Say the data back exactly as it is written below.

--------------------

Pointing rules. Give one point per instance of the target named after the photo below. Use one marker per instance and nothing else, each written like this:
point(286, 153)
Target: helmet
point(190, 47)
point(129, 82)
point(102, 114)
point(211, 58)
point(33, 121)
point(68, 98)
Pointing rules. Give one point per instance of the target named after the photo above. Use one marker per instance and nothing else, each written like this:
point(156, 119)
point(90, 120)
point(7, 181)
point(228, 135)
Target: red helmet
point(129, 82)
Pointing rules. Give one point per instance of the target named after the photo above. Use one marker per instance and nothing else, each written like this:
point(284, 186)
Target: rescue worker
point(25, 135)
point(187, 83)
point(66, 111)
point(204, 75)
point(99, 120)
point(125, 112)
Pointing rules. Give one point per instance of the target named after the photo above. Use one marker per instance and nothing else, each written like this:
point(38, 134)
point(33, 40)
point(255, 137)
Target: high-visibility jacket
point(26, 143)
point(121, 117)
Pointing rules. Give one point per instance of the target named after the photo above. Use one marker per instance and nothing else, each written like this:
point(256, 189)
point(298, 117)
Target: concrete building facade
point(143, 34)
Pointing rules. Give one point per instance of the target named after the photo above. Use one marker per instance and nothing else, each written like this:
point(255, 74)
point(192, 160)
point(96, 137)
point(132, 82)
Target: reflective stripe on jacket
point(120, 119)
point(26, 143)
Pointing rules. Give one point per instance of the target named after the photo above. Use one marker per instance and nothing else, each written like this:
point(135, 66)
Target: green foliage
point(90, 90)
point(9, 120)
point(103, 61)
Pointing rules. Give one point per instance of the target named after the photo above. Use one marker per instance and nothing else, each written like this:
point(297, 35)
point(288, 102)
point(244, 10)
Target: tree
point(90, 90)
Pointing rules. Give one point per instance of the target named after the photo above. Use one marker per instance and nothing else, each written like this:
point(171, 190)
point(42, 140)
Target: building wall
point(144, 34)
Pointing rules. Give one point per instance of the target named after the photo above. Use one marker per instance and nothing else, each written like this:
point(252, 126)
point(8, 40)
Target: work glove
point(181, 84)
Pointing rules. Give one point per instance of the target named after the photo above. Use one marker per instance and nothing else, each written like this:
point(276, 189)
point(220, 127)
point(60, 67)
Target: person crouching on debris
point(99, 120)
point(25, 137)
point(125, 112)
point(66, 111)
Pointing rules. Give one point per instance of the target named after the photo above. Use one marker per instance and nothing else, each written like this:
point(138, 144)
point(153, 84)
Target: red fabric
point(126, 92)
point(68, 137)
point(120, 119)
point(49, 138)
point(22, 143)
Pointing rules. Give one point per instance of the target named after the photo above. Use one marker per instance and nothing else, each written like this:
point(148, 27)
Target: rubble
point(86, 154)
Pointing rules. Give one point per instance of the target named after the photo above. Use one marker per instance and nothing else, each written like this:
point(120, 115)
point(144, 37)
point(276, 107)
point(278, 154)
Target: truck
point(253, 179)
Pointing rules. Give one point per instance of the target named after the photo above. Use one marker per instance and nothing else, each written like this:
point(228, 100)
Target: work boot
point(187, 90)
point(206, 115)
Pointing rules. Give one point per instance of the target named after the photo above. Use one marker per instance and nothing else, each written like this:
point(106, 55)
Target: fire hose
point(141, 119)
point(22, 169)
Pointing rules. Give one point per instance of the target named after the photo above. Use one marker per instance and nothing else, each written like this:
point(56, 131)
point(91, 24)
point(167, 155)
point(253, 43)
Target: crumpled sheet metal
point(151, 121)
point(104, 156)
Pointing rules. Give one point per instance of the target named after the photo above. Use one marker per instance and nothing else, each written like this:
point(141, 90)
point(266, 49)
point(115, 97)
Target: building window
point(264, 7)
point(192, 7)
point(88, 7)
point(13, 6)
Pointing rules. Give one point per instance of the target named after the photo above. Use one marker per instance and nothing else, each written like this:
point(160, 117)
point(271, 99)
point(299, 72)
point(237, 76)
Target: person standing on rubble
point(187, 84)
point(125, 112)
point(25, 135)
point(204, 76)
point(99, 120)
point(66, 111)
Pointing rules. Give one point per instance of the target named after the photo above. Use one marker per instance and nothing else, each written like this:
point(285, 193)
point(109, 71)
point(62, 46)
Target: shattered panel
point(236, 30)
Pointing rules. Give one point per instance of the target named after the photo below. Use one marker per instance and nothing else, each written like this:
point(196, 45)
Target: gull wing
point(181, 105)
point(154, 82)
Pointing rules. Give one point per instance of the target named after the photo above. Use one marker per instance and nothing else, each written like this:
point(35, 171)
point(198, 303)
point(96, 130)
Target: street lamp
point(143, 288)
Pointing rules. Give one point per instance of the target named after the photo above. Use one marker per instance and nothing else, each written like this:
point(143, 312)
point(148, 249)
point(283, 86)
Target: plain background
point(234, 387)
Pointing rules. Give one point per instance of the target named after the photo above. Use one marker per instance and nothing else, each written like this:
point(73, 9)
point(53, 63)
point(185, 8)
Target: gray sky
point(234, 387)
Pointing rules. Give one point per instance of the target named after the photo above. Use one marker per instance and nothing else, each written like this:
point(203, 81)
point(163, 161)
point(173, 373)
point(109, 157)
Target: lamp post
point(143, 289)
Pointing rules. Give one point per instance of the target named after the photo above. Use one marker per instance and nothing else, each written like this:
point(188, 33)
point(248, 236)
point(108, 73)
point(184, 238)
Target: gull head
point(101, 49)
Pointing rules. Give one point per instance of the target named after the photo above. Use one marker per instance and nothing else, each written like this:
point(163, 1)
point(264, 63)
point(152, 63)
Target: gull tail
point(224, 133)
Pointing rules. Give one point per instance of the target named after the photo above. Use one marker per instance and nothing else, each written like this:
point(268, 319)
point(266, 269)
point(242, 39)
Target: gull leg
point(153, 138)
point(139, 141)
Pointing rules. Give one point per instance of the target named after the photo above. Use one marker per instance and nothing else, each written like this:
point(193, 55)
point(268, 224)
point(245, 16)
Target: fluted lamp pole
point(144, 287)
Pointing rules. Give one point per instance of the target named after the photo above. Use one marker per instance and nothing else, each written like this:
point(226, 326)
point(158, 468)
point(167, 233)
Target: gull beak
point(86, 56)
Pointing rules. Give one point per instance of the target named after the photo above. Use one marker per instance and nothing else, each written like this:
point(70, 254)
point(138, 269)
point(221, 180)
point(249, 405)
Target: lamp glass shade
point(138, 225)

--------------------

## Solution:
Pointing rules. Give one point per instance of the target named after the photo below. Use one marker per instance and nothing else, each written like this:
point(286, 153)
Target: helmet
point(190, 47)
point(129, 82)
point(102, 114)
point(211, 58)
point(33, 121)
point(68, 98)
Pointing rules. Give one point per instance of the target named after the photo above. Use one marker per instance and nothing else, each written like this:
point(156, 119)
point(90, 120)
point(7, 181)
point(228, 135)
Target: red helmet
point(129, 82)
Pointing rules. Give one point per instance of the target named after the photo above. Use one marker per instance and nothing else, each written like this:
point(284, 186)
Target: rescue worker
point(25, 135)
point(187, 83)
point(66, 111)
point(204, 75)
point(99, 120)
point(125, 112)
Pointing rules. Give one point per instance of the target named after the photo above. Use one marker per instance and nothing else, each written like this:
point(38, 134)
point(33, 40)
point(255, 137)
Target: high-visibility jacket
point(26, 143)
point(121, 117)
Pointing rules. Give one point per instance of the target named after the photo above. Use one marker per instance and nothing else, each written like this:
point(256, 189)
point(298, 117)
Target: concrete building facade
point(143, 34)
Pointing rules. Give one point per instance of the target named after the photo above. Use one marker per instance and nothing else, each written like this:
point(255, 74)
point(192, 160)
point(96, 137)
point(132, 82)
Target: reflective stripe on jacket
point(120, 119)
point(26, 143)
Pointing rules. Give one point per instance of the target named after the photo above. Use one marker per instance and nothing else, each written like this:
point(135, 66)
Target: green foliage
point(90, 90)
point(9, 120)
point(103, 61)
Pointing rules. Give one point per instance of the target named after the photo above. Use one marker per instance and nothing else, each written like this:
point(297, 35)
point(288, 102)
point(244, 10)
Target: tree
point(90, 90)
Pointing rules. Give one point per instance of the target named after the photo above. Use one marker per instance and nothing else, each written like this:
point(171, 190)
point(42, 140)
Target: building wall
point(144, 34)
Pointing rules. Give one point per instance of the target named after the photo above. Use one marker per instance and nothing else, each written like this:
point(252, 126)
point(8, 40)
Target: work glove
point(181, 84)
Pointing rules. Give one point per instance of the target named after the photo above. Use one marker per instance and nothing else, each written like this:
point(276, 189)
point(220, 127)
point(60, 67)
Target: person crouching on debris
point(99, 120)
point(25, 137)
point(125, 112)
point(66, 111)
Pointing rules. Give one point per instance of the target named after the photo above. Use one marker per instance and nothing else, each written like this:
point(138, 144)
point(153, 84)
Target: red fabric
point(126, 92)
point(68, 137)
point(120, 119)
point(49, 138)
point(22, 143)
Pointing rules. Give one point per instance of the target named after the photo above. Use one marker per instance and nothing else, each written like this:
point(148, 27)
Target: rubble
point(86, 154)
Pointing rules. Give one point per instance of the target named after the photo above. Use one marker per instance and nothing else, each written like this:
point(120, 115)
point(144, 37)
point(276, 107)
point(278, 154)
Target: truck
point(253, 179)
Pointing rules. Give one point per instance of the target named after the photo above. Use one marker per instance and nothing else, each written like this:
point(228, 100)
Target: work boot
point(187, 90)
point(206, 115)
Pointing rules. Give one point per instance of the target named after the photo above. Use one marker per instance and nothing else, each written like this:
point(106, 55)
Target: fire hose
point(141, 119)
point(22, 169)
Pointing rules. Give one point per instance of the target named after the photo above. Use one marker per instance and nothing else, each written like this:
point(56, 131)
point(91, 24)
point(167, 155)
point(253, 43)
Target: crumpled sheet metal
point(151, 121)
point(104, 156)
Pointing rules. Give one point per instance of the target named after the photo above. Use one marker per instance and nothing else, each written like this:
point(141, 90)
point(266, 49)
point(115, 97)
Target: building window
point(264, 7)
point(192, 7)
point(88, 7)
point(13, 6)
Pointing rules. Give one point per instance of the target named after the photo above. Use one marker per instance and nothing else, each written like this:
point(160, 117)
point(271, 99)
point(299, 72)
point(237, 76)
Target: person standing on rubble
point(187, 84)
point(125, 112)
point(25, 135)
point(204, 76)
point(99, 120)
point(66, 111)
Pointing rules. Give one point per instance of the target named after the photo above. Use one marker per instance and nothing else, each written like this:
point(285, 193)
point(109, 71)
point(62, 46)
Target: shattered panel
point(236, 30)
Pointing rules. Give one point per instance of the target named after the photo below. Use one marker per instance and nothing else, each written like this:
point(196, 45)
Target: gull wing
point(181, 105)
point(154, 82)
Pointing rules. Give one point per instance of the target named after the photo above. Use one marker per instance and nothing else, each written like this:
point(35, 171)
point(198, 303)
point(96, 130)
Target: street lamp
point(143, 288)
Pointing rules. Give one point per instance of the target named after the photo above. Use one marker per instance and nothing else, each written like this:
point(143, 312)
point(148, 249)
point(283, 86)
Target: plain background
point(234, 387)
Pointing rules. Give one point per instance of the target named after the photo above. Use one marker per instance and nothing else, each written like this:
point(73, 9)
point(53, 63)
point(185, 8)
Target: gray sky
point(234, 387)
Pointing rules. Give one point per instance of the target named after the photo above. Use one marker per instance and nothing else, each written like this:
point(203, 81)
point(163, 161)
point(173, 373)
point(109, 157)
Target: lamp post
point(143, 289)
Pointing rules. Give one point per instance of the target named after the photo above. Use one marker per instance and nothing else, each written like this:
point(188, 33)
point(248, 236)
point(108, 73)
point(184, 238)
Target: gull head
point(101, 49)
Pointing rules. Give one point per instance of the target named after the photo above. Use one marker per instance and nothing else, each written like this:
point(163, 1)
point(264, 63)
point(152, 63)
Target: gull tail
point(224, 133)
Pointing rules. Give one point per instance of the target named after the photo above. Use one marker per instance and nothing else, each written like this:
point(268, 319)
point(266, 269)
point(242, 39)
Target: gull leg
point(153, 138)
point(139, 141)
Pointing rules. Give one point per instance of the target named after the photo above. Use one marker per instance and nothing else, each written like this:
point(193, 55)
point(268, 224)
point(245, 16)
Target: fluted lamp pole
point(144, 287)
Pointing rules. Give one point per instance of the target named after the photo above. Use one marker per instance and nothing else, each written like this:
point(226, 326)
point(158, 468)
point(167, 233)
Target: gull beak
point(86, 56)
Pointing rules. Give one point per instance of the target named after the photo above. Use one marker per instance and nothing else, each written like this:
point(70, 254)
point(138, 269)
point(221, 180)
point(249, 405)
Target: lamp glass shade
point(138, 225)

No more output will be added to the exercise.